But if I’m going to be honest, my country count probably won’t increase so much because I am a self-confessed Princess. And that really hinders my opportunities of travel for several different reasons.

Hanging a spreadie on top of the Rockefeller Center like a Princess.

If you want proof, just ask the people I went on my two Contikis tours with. In both End of Tour Contiki Awards, I won the Princess award. By a landslide.

Young Australians, including many of my friends, can pick up and go and travel across Europe and South America and stay overseas for months or even years. How do they do it? They stay in hostels, volunteer at organizations looking for young workers, and visit less-fortunate countries where the Aussie dollar has more value over there. I can honestly say that I am comfortable doing none of the above.

If you haven’t gathered by now, I have expensive a very specific taste in life, and my taste in life comes at a very high cost. For starters, I cannot stay at a hostel. Like point blank refuse will not do ever don’t even think about it. I don’t care how cheap the accommodation is there, why on earth would I want to share a bathroom with people I don’t know when I could have a bathroom to myself. In saying that, I can’t even stay at motels or hotels that are less than three and a half stars. I was once booked in a two star hotel in Los Angeles, and it was that traumatic that I don’t even want to discuss the finer details of it. Needless to say, I am alive and well. Also, a couple of the hotels I stayed at on Contiki had more than one floor, and no elevator. Like. I just can’t.

My style of travelling also means I can’t do it as much as other young people do. The other style of traveller can find cheap plane tickets, stay in Europe for six to nine months, live at a hostel or volunteer at an organization that offers food and accommodation, and Bobsuruncle. It’s so cheap that they could probably go back to Europe in another month or so. Meanwhile, I get flights, stay in hotels everywhere I go, eat out for every meal, and can essentially only afford to travel for five or six weeks. And that’s me done for about a year or two. My style of travelling is expensive and doesn’t last as long, but at least I am comfortable with it. I wish I could travel as long as the hostel travellers, I really do, but contradictory to what some may believe, I fund my own lifestyle. I don’t have handouts from the Bank of Daddy, and I am not swimming in inheritance money.

▶ _Problem 1_
According to the travel passage, why can the writer afford to travel for only about five or six weeks at a time? Answer in one to three sentences.

Lines of data
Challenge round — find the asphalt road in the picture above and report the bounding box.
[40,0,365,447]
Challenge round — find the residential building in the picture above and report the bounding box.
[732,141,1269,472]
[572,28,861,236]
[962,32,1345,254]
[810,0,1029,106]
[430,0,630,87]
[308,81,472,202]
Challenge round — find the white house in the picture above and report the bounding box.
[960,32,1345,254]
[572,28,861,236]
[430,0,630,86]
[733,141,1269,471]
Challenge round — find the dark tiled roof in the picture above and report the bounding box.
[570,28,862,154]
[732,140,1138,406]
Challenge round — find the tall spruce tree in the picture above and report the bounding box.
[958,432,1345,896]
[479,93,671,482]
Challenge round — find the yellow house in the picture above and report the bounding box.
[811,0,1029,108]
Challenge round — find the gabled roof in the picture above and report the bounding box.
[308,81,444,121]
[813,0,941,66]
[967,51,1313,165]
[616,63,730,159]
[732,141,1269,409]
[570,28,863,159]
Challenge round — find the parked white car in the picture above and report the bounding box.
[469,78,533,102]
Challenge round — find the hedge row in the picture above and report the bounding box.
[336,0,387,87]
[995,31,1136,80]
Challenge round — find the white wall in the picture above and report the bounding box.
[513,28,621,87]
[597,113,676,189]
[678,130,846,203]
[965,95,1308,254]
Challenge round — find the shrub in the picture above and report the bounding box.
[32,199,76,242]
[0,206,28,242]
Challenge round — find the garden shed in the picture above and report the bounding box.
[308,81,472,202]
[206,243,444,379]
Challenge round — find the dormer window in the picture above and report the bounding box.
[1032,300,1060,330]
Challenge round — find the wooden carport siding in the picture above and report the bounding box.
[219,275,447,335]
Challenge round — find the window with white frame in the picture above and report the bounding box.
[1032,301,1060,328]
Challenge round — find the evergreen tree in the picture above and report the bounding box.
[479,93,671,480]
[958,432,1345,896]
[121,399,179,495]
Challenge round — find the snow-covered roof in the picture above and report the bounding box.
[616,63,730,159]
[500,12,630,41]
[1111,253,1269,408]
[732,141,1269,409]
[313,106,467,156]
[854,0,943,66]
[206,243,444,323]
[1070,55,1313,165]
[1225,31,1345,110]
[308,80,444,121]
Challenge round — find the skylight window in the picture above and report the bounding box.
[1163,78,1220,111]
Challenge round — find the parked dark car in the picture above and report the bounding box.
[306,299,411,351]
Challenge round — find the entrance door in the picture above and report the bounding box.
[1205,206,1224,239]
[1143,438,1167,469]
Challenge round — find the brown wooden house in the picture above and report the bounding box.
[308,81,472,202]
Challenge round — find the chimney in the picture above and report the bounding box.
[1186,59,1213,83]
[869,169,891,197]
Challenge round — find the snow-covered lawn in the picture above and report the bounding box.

▶ _Problem 2_
Rewrite the lines of data from the line that contains "Challenge round — find the brown" through the end of the records, inclusive, substituting "smokestack" for "chimney" and leaving everything else unchanged.

▶ _Task response 1_
The writer's style of travel is expensive: flights, hotels everywhere, and eating out for every meal. The writer funds this lifestyle with no handouts from the "Bank of Daddy" and no inheritance money. So the money runs out after five or six weeks, and another trip isn't possible for about a year or two.

▶ _Task response 2_
Challenge round — find the brown wooden house in the picture above and report the bounding box.
[308,81,472,202]
Challenge round — find the smokestack in the picture above and report the bounding box.
[1186,59,1213,83]
[869,169,891,197]
Challenge round — find the snow-covered lawn in the picture above and report the bounding box.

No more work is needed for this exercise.